* DIRECTIVE
Rewrite each of the items below, changing every "instance" to "occurrence" and keeping the rest unchanged. Omit the pictures from your answer.

* PROVIDED INFORMATION

►

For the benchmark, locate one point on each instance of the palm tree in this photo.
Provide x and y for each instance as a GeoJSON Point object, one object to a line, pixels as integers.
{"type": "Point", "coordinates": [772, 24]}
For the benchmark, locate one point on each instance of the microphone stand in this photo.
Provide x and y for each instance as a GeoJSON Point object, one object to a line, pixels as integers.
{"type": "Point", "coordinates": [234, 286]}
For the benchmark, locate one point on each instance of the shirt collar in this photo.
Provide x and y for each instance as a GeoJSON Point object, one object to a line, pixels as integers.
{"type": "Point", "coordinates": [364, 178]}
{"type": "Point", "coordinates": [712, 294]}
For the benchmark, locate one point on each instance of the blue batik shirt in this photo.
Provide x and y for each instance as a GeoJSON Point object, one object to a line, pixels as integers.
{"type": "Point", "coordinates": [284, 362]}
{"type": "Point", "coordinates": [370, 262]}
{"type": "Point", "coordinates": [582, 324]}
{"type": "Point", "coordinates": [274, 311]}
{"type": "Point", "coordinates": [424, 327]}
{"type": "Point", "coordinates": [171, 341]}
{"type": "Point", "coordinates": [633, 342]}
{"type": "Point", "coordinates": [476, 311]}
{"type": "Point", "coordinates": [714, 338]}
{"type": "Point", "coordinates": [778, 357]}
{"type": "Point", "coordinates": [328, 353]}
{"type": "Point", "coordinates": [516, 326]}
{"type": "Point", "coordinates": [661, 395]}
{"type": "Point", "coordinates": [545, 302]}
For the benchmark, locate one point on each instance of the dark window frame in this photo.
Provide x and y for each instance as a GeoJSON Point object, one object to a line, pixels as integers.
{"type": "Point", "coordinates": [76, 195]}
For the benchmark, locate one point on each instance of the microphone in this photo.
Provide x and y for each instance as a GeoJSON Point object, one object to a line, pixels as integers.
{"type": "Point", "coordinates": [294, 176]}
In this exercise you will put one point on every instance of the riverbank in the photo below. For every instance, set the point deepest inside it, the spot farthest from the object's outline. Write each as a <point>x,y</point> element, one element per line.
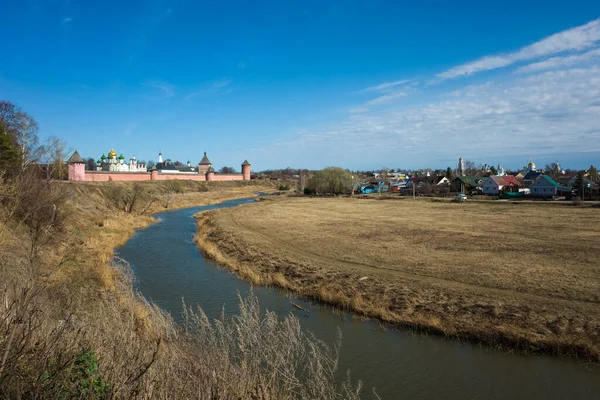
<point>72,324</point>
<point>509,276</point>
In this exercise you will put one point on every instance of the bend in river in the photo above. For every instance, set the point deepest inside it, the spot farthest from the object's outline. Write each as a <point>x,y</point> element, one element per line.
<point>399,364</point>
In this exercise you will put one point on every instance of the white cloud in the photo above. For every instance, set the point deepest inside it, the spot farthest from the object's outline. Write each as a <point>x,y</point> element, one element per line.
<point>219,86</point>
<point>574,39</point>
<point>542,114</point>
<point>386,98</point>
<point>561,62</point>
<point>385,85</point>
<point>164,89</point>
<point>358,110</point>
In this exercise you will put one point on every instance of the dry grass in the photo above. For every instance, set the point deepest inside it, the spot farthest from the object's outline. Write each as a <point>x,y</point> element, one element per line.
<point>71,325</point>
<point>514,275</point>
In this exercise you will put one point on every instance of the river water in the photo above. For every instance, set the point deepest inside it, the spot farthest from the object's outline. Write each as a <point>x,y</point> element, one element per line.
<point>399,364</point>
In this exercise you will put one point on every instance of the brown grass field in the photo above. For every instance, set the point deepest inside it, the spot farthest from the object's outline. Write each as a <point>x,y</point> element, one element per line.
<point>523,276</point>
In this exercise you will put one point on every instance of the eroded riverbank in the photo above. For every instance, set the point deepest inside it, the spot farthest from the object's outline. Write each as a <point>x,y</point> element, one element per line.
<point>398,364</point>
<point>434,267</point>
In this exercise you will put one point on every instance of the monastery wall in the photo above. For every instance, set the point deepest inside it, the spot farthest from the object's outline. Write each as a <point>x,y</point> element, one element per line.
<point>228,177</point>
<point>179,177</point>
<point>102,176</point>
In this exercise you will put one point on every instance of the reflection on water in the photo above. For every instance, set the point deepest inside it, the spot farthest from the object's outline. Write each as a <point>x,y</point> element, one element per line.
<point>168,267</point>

◄

* IN RESPONSE
For the benchmark, locate one point on each occurrence of the palm tree in this photo.
Provide x and y for each occurrence as a GeoJSON Point object, one object to a line, pixels as integers.
{"type": "Point", "coordinates": [772, 24]}
For the benchmark, locate one point on each occurrence of the microphone stand in this photo.
Provide x and y for each occurrence as a GeoJSON Point object, one object to a line, pixels as integers.
{"type": "Point", "coordinates": [234, 286]}
For the benchmark, locate one point on each occurrence of the shirt collar in this photo.
Provide x and y for each occurrence as a GeoJSON Point object, one object to a line, pixels as integers.
{"type": "Point", "coordinates": [364, 178]}
{"type": "Point", "coordinates": [712, 294]}
For the benchmark, locate one point on each occurrence of the blue batik shirt in this photo.
Provide x and y for each occurrence as a GeoJSON Point object, one object to a line, pixels as integers.
{"type": "Point", "coordinates": [284, 362]}
{"type": "Point", "coordinates": [370, 262]}
{"type": "Point", "coordinates": [582, 324]}
{"type": "Point", "coordinates": [274, 311]}
{"type": "Point", "coordinates": [424, 327]}
{"type": "Point", "coordinates": [171, 341]}
{"type": "Point", "coordinates": [633, 342]}
{"type": "Point", "coordinates": [476, 311]}
{"type": "Point", "coordinates": [714, 338]}
{"type": "Point", "coordinates": [778, 357]}
{"type": "Point", "coordinates": [328, 353]}
{"type": "Point", "coordinates": [516, 326]}
{"type": "Point", "coordinates": [661, 395]}
{"type": "Point", "coordinates": [545, 302]}
For the benchmark, locate one point on each occurrence of the dark window frame in this photo.
Provide x and y for each occurrence as a GeoJSON Point object, one object to a line, pixels as integers.
{"type": "Point", "coordinates": [76, 195]}
For the benchmark, locate one point on each occurrence of the microphone in this photo.
Provide x and y for each occurrence as a GeoJSON Point object, one object to a line, pixels as integers.
{"type": "Point", "coordinates": [294, 176]}
In this exercise you will put one point on every occurrence of the riverbank in the photo below. For every occurrence, set the point deepest inside it, the spot farthest from the object's outline. Write each as a <point>x,y</point> element, one element per line.
<point>72,324</point>
<point>509,276</point>
In this exercise you will put one point on every occurrence of the bend in river in the photo above. For every occurrence, set the point deepest inside it, the spot farthest from the object's outline. Write each as a <point>x,y</point> element, one element per line.
<point>399,364</point>
In this exercise you will put one point on every occurrence of the white cloud in the photo above. For every occurrence, set the point deepest inside it, the spot farthest from the object's outline. Write each as a <point>x,y</point> element, one element per line.
<point>219,86</point>
<point>574,39</point>
<point>542,114</point>
<point>386,98</point>
<point>561,62</point>
<point>385,85</point>
<point>164,89</point>
<point>358,110</point>
In this exercise you will put one point on every occurrence of the dry grass in the photo above. For every occurrence, set the point deepest inside it, the spot farthest from the object's outline. Write each as a <point>x,y</point> element, one element per line.
<point>71,325</point>
<point>514,275</point>
In this exercise you will put one point on every occurrence of the river water in the photo above. For every occurrence, set the point deepest inside it, the spot farthest from the object's outline. Write each as a <point>x,y</point> element, one element per line.
<point>399,364</point>
In this exercise you will put one point on every occurrence of the brown grass field in the photo above. For every occurrence, set the point deepest inside it, the spot farthest from the object's outline. Write each as a <point>x,y</point> element, one element per line.
<point>523,276</point>
In this exercise you will put one point on every occurrence of the eroded riverbank in the photo above. For every occurrence, set the point deepest inside it, the spot farthest from the object's outline. Write each as a <point>x,y</point> element, one element per line.
<point>398,364</point>
<point>434,267</point>
In this exercise you will put one point on every occurrence of the monastery wall in the photo above. For every occurrence, set the point deepest inside it, the spot farthest from the object's outline. Write each as a <point>x,y</point> element, one element per line.
<point>228,177</point>
<point>179,177</point>
<point>102,176</point>
In this exercise you will put one point on every occurrence of the reflection on water in the photo above. For every occurrence, set the point deepest inside it, the spot farthest from the object's outline. Write each as a <point>x,y</point> element, one element per line.
<point>168,267</point>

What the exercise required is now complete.